# AVAILABLE RECORDS:
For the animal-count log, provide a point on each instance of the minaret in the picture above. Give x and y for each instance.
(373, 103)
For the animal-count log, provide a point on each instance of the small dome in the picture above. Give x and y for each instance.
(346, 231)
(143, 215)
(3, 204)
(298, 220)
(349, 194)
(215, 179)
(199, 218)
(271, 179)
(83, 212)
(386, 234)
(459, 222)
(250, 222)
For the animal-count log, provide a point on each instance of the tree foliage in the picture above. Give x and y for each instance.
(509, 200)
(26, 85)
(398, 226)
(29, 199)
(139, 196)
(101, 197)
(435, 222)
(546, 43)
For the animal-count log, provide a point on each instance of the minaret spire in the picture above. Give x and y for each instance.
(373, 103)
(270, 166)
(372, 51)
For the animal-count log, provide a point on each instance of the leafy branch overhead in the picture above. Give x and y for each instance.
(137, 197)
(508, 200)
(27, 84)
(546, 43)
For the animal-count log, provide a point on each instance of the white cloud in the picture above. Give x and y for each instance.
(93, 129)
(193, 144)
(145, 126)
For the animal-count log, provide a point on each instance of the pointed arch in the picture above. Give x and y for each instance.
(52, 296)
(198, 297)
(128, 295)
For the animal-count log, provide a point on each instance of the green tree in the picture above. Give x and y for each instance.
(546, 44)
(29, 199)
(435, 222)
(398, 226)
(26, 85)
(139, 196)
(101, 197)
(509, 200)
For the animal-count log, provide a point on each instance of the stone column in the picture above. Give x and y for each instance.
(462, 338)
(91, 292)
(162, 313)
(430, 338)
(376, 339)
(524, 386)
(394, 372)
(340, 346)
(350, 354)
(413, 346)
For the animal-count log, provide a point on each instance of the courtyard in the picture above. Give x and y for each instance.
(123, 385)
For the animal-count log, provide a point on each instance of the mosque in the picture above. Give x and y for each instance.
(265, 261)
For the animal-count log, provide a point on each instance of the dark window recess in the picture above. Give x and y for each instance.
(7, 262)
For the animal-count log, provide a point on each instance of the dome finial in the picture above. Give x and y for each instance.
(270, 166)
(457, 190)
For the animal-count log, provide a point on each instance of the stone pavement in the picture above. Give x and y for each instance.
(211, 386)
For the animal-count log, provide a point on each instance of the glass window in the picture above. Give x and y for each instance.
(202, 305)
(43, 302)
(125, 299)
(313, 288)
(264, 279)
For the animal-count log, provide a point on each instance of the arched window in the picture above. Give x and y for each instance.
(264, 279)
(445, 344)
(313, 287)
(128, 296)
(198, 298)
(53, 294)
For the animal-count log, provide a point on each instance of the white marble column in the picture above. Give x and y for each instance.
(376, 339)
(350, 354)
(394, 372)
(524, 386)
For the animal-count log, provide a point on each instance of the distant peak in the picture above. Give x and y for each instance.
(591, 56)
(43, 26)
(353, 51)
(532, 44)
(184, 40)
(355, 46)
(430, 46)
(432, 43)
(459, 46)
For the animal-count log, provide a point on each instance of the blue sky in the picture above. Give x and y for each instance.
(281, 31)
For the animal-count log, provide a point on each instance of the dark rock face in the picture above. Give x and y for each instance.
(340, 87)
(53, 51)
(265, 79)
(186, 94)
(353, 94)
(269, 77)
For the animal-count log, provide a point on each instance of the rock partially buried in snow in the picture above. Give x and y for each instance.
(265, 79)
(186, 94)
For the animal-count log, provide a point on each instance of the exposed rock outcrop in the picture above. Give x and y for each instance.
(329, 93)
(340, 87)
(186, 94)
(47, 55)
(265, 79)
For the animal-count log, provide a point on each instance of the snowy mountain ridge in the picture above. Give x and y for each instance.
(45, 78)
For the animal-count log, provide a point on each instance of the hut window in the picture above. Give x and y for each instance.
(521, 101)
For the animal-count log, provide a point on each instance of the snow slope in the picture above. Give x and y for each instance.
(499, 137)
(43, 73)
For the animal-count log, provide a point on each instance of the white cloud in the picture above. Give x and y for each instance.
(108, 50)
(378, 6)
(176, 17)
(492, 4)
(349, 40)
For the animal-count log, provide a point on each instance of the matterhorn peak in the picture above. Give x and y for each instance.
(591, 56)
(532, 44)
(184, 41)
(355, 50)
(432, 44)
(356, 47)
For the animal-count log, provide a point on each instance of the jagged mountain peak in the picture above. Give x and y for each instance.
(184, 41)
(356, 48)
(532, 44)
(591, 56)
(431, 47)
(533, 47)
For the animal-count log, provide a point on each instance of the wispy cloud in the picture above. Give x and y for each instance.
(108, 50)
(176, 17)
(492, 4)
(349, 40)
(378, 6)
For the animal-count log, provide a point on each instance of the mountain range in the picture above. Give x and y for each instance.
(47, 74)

# DIRECTION:
Write out all the records above again, exactly as they stand.

# WORKED SOLUTION:
For the animal-count log, provide a point on each instance of the minaret in the picture above. Give x and y for each instance.
(373, 103)
For the animal-count log, provide a point on each instance of the small dome in the picture above. Give x and y for each instance.
(346, 231)
(143, 215)
(3, 204)
(298, 220)
(349, 194)
(215, 179)
(199, 218)
(271, 179)
(83, 212)
(386, 234)
(459, 222)
(250, 222)
For the animal-count log, provide a point on each instance of the tree foliage in the picture above. Give x and y for each instance.
(509, 200)
(26, 85)
(398, 226)
(29, 199)
(139, 196)
(101, 197)
(435, 222)
(546, 43)
For the animal-count log, provide a point on each instance of the minaret spire in the picture above. Give x and y for each instance.
(373, 103)
(270, 166)
(372, 51)
For the animal-count log, provide a point on each instance of the leafy branch overhead in the picture above. Give x and y for each instance.
(137, 197)
(508, 200)
(27, 84)
(546, 43)
For the animal-count log, provide a point on each instance of the white cloud in the picture above. Give x and y for each instance.
(93, 129)
(193, 144)
(145, 126)
For the animal-count log, provide a point on each instance of the pointed arch in the picture above. Give x and y for each instance.
(52, 296)
(198, 297)
(128, 295)
For the animal-count log, provide a point on each instance of the green tree in the picture above. Give x and y for each instance.
(546, 44)
(29, 199)
(435, 222)
(398, 226)
(26, 85)
(139, 196)
(101, 197)
(509, 200)
For the animal-count log, provide a point on each instance of the stone column in the picture above. Give x and y for each instance.
(462, 338)
(91, 292)
(162, 313)
(430, 338)
(376, 339)
(524, 386)
(394, 372)
(340, 346)
(350, 354)
(413, 346)
For the animal-count log, provide a point on each instance of the courtyard in the picture above. Give x and y for each instance.
(123, 385)
For the animal-count log, provide a point on each instance of the mosque in the picture above. Give x and y for each instance.
(265, 261)
For the animal-count log, provide a point on each instance of the dark window recess in the picture above. Give x and y for each instance.
(7, 262)
For the animal-count log, provide a point on each instance of the dome finial in the picture above. Give x and y for each instance.
(270, 166)
(457, 190)
For the animal-count log, provide a point on each instance of the stone pavement in the picture above. Give x and y for each instance.
(211, 386)
For the animal-count log, provide a point on each instance of the glass window in the picture above. Give x and y for each instance.
(202, 305)
(43, 302)
(125, 299)
(313, 288)
(264, 279)
For the animal-count log, provide a point on each instance of the arched window in the picture above. Give x and y for each instance.
(264, 279)
(445, 344)
(313, 287)
(128, 296)
(198, 298)
(53, 294)
For the animal-count log, provide a point on each instance of the white marble column in the picture above. Give x and y for each instance.
(376, 339)
(350, 354)
(394, 372)
(524, 386)
For the animal-count log, provide a point on each instance of the distant peak in the picture above. Give x and y for each instance.
(591, 56)
(43, 26)
(353, 51)
(532, 44)
(184, 40)
(355, 46)
(430, 46)
(432, 43)
(459, 46)
For the animal-count log, provide a point on each instance of the blue sky in the picture above. Give x and y for each instance.
(281, 31)
For the animal-count log, provide a point on each instance of the dark rock face in the picture above. Give x and y for each instance.
(340, 87)
(53, 51)
(265, 79)
(186, 94)
(353, 94)
(269, 77)
For the animal-count log, provide a point on each instance of the rock partially buried in snow in the picture above. Give x and y for each instance.
(265, 79)
(186, 94)
For the animal-count log, provide a point on each instance of the exposed rock outcrop in the picture above. Give x and y for each instance.
(329, 93)
(340, 87)
(186, 94)
(47, 55)
(265, 79)
For the animal-count log, provide a point on each instance of the snowy mountain ridge in the picture above. Give x and y for each instance.
(45, 78)
For the animal-count log, provide a point on each instance of the hut window in the picture above. Give x and y for each instance.
(521, 101)
For the animal-count log, provide a point on each instance of the snow slope in the picture above. Give x and y for each instance.
(499, 137)
(43, 73)
For the animal-count log, provide a point on each instance of the white cloud in the picture above. Give x and y for each instance.
(108, 50)
(378, 6)
(176, 17)
(492, 4)
(349, 40)
For the animal-count log, provide a point on each instance of the matterhorn peak in the picture above. Give x and y for each instance.
(591, 56)
(532, 44)
(184, 41)
(355, 50)
(432, 44)
(356, 47)
For the animal-count log, provide a point on each instance of the jagged mountain peak in the picture above. Give x and y for each instance.
(184, 41)
(356, 48)
(532, 44)
(591, 56)
(431, 47)
(533, 47)
For the animal-count log, provide a point on each instance of the wispy cloud in the picture above. Give x and y for each instance.
(108, 50)
(176, 17)
(492, 4)
(349, 40)
(378, 6)
For the animal-count log, provide a point on each instance of the mountain range in the picture above. Give x and y for each instance.
(47, 74)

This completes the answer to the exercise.